Exercise aim -> Output, with no changes, the span of lines that opens with the line containing "For the evaluation set, indicate each instance of the iron" and closes with the last line.

__________________________________________________

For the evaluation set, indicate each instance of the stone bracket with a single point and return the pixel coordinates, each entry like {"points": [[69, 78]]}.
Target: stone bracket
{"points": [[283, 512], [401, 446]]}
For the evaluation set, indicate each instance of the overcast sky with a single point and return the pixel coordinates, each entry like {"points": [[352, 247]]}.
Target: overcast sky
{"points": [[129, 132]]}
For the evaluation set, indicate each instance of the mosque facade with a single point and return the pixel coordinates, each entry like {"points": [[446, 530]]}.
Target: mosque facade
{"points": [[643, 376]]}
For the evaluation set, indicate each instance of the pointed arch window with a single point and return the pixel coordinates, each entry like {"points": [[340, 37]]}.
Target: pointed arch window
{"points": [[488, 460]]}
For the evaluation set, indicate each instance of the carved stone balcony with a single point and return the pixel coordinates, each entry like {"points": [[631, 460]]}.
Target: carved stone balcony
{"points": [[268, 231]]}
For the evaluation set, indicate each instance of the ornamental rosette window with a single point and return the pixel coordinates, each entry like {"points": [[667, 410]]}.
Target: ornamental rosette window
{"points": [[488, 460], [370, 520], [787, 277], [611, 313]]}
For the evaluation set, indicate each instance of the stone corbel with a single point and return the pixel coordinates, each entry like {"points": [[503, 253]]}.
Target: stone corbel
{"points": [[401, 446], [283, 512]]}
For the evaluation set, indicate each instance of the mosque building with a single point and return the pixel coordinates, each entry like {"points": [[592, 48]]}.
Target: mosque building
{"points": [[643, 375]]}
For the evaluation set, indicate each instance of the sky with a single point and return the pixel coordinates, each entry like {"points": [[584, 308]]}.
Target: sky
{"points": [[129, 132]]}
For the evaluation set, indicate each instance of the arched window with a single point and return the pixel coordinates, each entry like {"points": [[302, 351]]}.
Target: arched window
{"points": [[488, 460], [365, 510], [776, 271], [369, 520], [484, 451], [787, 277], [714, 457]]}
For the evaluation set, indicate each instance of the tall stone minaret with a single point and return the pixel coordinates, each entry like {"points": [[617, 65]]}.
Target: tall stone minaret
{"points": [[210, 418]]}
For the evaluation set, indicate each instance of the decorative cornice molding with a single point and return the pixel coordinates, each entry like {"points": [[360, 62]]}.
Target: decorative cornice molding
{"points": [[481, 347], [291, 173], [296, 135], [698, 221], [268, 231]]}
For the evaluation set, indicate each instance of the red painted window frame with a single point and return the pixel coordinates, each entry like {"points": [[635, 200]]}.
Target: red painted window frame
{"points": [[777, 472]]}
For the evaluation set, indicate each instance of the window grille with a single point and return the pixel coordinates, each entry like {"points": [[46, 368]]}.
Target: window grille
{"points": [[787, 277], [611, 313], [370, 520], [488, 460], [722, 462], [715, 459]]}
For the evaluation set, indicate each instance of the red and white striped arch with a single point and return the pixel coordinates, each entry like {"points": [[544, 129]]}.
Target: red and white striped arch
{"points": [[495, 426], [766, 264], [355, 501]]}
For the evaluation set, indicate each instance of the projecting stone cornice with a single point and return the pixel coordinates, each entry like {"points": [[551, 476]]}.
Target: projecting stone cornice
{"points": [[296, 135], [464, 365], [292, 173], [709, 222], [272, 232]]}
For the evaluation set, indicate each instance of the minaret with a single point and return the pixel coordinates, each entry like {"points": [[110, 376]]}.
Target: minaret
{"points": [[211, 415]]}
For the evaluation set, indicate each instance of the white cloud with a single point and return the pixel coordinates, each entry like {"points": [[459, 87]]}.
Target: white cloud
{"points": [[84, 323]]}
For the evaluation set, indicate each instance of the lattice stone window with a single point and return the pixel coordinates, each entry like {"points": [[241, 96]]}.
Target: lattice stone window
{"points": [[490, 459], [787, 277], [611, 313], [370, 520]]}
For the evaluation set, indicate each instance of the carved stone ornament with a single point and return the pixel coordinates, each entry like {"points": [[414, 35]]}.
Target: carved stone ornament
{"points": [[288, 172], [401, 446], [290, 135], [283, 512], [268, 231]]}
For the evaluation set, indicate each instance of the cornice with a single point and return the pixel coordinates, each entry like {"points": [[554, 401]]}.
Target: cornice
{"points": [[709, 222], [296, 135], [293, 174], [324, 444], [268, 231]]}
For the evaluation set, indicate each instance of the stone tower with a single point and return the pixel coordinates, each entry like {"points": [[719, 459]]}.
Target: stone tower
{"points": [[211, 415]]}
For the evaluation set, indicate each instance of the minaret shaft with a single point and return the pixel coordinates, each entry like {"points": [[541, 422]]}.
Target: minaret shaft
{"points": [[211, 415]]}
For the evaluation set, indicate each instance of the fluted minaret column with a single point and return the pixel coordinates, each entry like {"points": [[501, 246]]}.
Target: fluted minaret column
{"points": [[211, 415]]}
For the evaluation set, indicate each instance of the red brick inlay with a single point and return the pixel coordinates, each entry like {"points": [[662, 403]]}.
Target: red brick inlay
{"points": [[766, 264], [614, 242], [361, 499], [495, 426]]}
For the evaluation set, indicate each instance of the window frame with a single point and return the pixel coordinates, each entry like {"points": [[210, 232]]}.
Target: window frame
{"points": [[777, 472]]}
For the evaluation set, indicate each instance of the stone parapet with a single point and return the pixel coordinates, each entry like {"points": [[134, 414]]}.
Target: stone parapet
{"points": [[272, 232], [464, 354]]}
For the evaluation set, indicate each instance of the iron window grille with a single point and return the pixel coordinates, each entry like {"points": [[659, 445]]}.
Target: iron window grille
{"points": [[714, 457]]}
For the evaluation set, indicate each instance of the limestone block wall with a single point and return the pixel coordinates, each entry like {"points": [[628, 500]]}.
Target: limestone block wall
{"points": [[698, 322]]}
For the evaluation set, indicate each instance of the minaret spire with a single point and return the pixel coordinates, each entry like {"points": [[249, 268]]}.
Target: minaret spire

__________________________________________________

Result of the exercise ->
For the evaluation set, indicate each instance of the iron window grille with a single point and return the pixel coordinates, each entry like {"points": [[659, 445]]}.
Target: iron window grille
{"points": [[714, 457]]}
For the evaluation set, indicate each instance of the limestone block wall with a single point and return the pixel coordinates, each entry like {"points": [[628, 500]]}.
Target: limestone block wall
{"points": [[698, 322]]}
For the evaluation set, indicate each instance of the minaret spire with a single point and return the pixel coordinates, each entry like {"points": [[249, 268]]}.
Target: minaret spire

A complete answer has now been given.